───── Okuma parçası

"Hiç Hayır Dedin mi, Soru Sordun mu?"


Sezen Aksu - "Kaybedenler"


Sezen Aksu 2018 yılında çeşitli dönemlerde yapılmış “demo” kayıtlarını resmi YouTube kanalı üzerinden yayımlamaya başlamış ve sonrasında bu 12 kayıt “Demo” adı verilmiş bir albüme dönüşmüştü. Şahane bir projeydi; tam da akustik furyasının alıp başını gittiği günlerde, bildiğimiz bilmediğimiz makyajsız Sezen kayıtlarını dinlemek, Sezen’in kendini neredeyse görünmez kıldığı son yılların acısını çıkarıp sesini soluğunu daha yakın mesafeden duyabilmek onu seven herkese iyi gelmişti.


“Demo” projesini ikinci ayağı, geçtiğimiz ocak ayında “Yetinmeyi Bilir misin?”le başladı. Ardından beklenmedik bir biçimde sıfır kilometre bir şarkıyla “Ben de Yoluma Giderim”le devam etti. Pandemi süreci başlayıp da Sezen cephesi de herkes gibi bir süreliğine durunca, “Ne Yapayım Şimdi Ben?”in gelişi Nisan ayını buldu ve geçtiğimiz günlerde de projenin dördüncü şarkısı “Kaybedenler” servis edildi.


“Kaybedenler” ilk kez 2001 yılında Ebru Gündeş tarafından seslendirilmiş, 2004’de ise Levent Yüksel’in “Uslanmadım” adlı albümünde yer almıştı. Şarkıyı Sezen’in sesinden de dinledik sonra; 2009 yılında yayımlanan “Yürüyorum Düş Bahçelerinde” adlı albümde. Günışığına çıkan bu farklı kayıt ise videonun altında bizzat Sezen Aksu tarafından kaleme alınan açıklamadan anlaşıldığı üzere Aykut Gürel tarafından yapılan ilk düzenlemesiymiş. İnsanı damardan yakalayan, deşen Sezen şarkılarından biri. Bu versiyon, şarkının ruhuna pek uygun alaturka düzenlemesiyle önceki Sezen versiyonunun bir tık üstünde bence. 


“Yakın mesafeden duyabilmek” dedim az önce. Sahiden öyle. Zaten bu “Demo” projesi başlamadan önce de Sezen’in başka isimlere verdiği şarkıların “demo” kayıtları dolaşıp dururdu internette. Ben gibi meraklısı da bayılırdı bunları dinlemeye; kimisinin kayıt kalitesi düşük olsa da. Mesela benim hepsini internetten indirip bir klasör yapmışlığım vardır. Başka seslerden aşina olduğumuz o şarkılar Sezen’in sesinde nasıl tınlamış, şarkıların neresinde, ne değişiklikler yapılmış… Üstelik bir de resmi kayıt değiller düşünsenize, bir şekilde sızmışlar stüdyodan işte… Gayri resminin yasak tadı da var. Dinleme de yanında yat!

──────────

Görev ayrıntıları:
Lütfen Sezen Aksu yazısının "Sezen Aksu 2018" ile başlayıp "herkese iyi gelmişti." ile biten kısmını, "12 kayıt" yerine "on iki kayıt" koyarak yeniden yazın.

───── Verilen bilgiler

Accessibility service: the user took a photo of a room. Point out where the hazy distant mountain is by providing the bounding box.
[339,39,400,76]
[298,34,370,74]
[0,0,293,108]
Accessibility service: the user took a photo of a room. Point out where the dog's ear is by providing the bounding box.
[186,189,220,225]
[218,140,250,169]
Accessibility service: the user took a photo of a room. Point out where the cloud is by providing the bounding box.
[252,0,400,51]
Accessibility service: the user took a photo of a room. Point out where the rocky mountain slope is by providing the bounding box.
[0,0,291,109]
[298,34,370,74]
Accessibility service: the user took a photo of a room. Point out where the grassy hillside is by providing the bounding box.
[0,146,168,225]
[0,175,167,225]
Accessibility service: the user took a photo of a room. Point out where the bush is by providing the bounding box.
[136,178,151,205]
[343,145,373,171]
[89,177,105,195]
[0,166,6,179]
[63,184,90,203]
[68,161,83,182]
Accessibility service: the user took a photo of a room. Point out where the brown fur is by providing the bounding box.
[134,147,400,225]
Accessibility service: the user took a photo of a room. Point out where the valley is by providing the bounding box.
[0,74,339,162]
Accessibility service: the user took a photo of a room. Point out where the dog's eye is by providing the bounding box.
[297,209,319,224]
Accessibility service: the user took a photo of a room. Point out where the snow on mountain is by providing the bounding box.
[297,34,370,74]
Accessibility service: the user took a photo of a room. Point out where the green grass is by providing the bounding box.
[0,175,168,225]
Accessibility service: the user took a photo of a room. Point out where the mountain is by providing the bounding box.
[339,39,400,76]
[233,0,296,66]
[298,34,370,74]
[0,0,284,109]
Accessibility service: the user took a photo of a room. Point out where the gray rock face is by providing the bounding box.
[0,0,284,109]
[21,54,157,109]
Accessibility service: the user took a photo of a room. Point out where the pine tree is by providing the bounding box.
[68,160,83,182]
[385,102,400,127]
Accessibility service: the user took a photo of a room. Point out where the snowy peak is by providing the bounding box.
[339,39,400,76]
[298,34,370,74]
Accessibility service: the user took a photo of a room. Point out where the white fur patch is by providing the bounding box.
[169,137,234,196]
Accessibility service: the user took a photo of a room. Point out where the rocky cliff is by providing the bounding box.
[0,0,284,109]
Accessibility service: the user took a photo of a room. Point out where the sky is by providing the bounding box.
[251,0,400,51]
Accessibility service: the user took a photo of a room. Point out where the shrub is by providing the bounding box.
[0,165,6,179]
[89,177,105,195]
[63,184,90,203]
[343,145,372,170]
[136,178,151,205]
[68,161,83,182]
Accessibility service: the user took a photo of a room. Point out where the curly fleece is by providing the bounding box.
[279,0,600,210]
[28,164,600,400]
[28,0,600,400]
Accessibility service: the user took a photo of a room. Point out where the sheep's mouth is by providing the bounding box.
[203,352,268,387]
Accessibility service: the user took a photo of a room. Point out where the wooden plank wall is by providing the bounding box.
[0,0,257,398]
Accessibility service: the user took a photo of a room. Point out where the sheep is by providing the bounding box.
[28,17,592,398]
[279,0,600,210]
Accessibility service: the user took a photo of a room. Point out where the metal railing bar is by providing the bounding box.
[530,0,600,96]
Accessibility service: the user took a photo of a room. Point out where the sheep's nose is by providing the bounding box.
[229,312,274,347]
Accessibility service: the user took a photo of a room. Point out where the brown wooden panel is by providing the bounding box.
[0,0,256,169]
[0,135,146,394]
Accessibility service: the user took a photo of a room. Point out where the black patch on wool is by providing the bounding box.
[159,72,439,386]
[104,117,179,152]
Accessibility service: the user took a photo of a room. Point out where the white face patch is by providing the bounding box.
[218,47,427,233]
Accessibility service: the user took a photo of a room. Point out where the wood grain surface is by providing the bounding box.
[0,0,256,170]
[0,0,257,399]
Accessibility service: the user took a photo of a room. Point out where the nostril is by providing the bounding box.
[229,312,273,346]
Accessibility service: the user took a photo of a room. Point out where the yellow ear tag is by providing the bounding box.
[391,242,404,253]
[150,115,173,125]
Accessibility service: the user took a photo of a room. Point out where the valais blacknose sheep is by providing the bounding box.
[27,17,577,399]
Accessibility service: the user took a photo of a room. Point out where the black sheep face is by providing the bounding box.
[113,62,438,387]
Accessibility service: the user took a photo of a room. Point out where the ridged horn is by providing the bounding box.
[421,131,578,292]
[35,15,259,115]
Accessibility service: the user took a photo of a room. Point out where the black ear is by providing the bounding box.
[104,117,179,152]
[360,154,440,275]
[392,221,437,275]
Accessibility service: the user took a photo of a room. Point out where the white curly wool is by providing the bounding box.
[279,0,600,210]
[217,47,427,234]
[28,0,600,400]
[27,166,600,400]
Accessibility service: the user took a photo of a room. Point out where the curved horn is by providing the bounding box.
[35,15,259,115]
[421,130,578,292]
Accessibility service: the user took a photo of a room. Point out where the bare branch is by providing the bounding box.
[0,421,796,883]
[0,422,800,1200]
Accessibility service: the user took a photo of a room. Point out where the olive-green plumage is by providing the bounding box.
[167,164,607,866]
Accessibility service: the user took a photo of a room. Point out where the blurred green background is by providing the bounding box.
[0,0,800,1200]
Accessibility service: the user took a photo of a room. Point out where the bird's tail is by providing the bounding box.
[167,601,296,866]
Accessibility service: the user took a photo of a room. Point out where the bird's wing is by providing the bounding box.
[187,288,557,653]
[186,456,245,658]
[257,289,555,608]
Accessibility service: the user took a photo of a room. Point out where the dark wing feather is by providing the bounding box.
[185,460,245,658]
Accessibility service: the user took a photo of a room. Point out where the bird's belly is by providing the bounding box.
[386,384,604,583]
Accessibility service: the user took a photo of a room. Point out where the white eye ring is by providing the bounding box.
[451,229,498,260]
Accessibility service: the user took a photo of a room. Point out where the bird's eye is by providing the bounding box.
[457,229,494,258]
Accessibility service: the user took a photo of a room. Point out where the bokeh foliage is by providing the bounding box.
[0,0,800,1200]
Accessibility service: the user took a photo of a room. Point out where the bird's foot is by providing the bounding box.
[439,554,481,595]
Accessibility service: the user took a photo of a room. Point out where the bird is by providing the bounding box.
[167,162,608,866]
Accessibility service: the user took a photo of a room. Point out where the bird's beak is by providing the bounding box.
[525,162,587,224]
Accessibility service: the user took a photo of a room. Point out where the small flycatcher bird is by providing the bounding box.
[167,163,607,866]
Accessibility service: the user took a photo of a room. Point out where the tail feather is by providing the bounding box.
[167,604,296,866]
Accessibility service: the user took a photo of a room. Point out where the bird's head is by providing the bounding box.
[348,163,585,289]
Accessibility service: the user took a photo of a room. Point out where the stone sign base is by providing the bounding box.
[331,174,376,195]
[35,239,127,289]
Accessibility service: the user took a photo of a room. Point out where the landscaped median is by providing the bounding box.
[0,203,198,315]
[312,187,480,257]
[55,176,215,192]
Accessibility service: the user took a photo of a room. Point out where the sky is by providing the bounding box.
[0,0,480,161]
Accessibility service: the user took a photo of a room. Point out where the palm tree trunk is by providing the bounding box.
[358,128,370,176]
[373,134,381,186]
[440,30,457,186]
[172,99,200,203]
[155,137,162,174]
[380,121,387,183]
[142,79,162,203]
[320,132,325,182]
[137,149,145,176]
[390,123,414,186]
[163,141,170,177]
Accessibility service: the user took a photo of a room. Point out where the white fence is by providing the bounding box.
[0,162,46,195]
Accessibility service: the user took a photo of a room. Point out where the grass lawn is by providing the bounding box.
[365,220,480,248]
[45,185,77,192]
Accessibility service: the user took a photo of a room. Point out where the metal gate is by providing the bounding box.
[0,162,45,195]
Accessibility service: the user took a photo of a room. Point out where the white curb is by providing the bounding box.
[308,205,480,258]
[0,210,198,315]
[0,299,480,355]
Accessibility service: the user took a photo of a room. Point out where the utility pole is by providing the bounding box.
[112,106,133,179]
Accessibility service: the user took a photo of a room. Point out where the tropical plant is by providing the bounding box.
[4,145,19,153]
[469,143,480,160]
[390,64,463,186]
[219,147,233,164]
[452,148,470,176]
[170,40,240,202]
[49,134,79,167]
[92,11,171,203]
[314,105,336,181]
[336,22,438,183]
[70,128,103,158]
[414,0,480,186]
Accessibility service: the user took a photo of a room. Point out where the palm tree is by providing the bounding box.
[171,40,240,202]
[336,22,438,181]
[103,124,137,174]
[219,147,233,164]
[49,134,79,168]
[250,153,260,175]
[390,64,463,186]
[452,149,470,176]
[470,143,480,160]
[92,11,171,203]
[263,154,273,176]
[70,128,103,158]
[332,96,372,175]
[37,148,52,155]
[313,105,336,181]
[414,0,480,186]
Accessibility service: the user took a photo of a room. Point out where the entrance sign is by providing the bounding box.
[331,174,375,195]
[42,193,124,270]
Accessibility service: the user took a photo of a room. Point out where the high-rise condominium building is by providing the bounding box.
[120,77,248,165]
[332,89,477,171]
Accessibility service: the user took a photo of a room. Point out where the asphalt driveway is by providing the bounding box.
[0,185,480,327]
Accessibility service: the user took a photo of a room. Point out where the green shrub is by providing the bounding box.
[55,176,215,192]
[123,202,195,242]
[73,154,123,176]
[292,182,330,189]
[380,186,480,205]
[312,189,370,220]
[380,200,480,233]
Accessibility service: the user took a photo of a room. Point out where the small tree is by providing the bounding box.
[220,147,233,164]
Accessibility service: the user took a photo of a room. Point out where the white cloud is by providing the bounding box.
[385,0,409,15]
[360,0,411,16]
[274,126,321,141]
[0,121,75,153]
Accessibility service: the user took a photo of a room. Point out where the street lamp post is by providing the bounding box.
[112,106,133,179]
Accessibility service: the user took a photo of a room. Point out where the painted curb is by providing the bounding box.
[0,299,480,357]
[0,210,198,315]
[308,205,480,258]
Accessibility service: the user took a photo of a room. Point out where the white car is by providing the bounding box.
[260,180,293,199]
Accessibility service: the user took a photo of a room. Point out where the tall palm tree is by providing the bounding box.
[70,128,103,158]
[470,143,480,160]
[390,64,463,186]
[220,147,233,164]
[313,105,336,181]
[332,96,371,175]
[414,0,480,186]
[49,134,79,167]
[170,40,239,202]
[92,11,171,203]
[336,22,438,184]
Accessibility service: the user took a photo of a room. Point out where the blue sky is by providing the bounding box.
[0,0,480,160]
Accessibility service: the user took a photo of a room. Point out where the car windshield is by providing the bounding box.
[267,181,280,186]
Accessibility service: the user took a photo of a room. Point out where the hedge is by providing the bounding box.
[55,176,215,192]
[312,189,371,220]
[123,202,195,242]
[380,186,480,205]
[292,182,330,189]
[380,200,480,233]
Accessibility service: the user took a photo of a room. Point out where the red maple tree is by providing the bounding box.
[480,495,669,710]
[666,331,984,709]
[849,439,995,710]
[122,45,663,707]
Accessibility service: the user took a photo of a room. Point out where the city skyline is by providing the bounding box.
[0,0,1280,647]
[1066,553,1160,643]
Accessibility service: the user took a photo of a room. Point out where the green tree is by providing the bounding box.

──────────

Çözüm:
Sezen Aksu 2018 yılında çeşitli dönemlerde yapılmış “demo” kayıtlarını resmi YouTube kanalı üzerinden yayımlamaya başlamış ve sonrasında bu on iki kayıt “Demo” adı verilmiş bir albüme dönüşmüştü. Şahane bir projeydi; tam da akustik furyasının alıp başını gittiği günlerde, bildiğimiz bilmediğimiz makyajsız Sezen kayıtlarını dinlemek, Sezen’in kendini neredeyse görünmez kıldığı son yılların acısını çıkarıp sesini soluğunu daha yakın mesafeden duyabilmek onu seven herkese iyi gelmişti.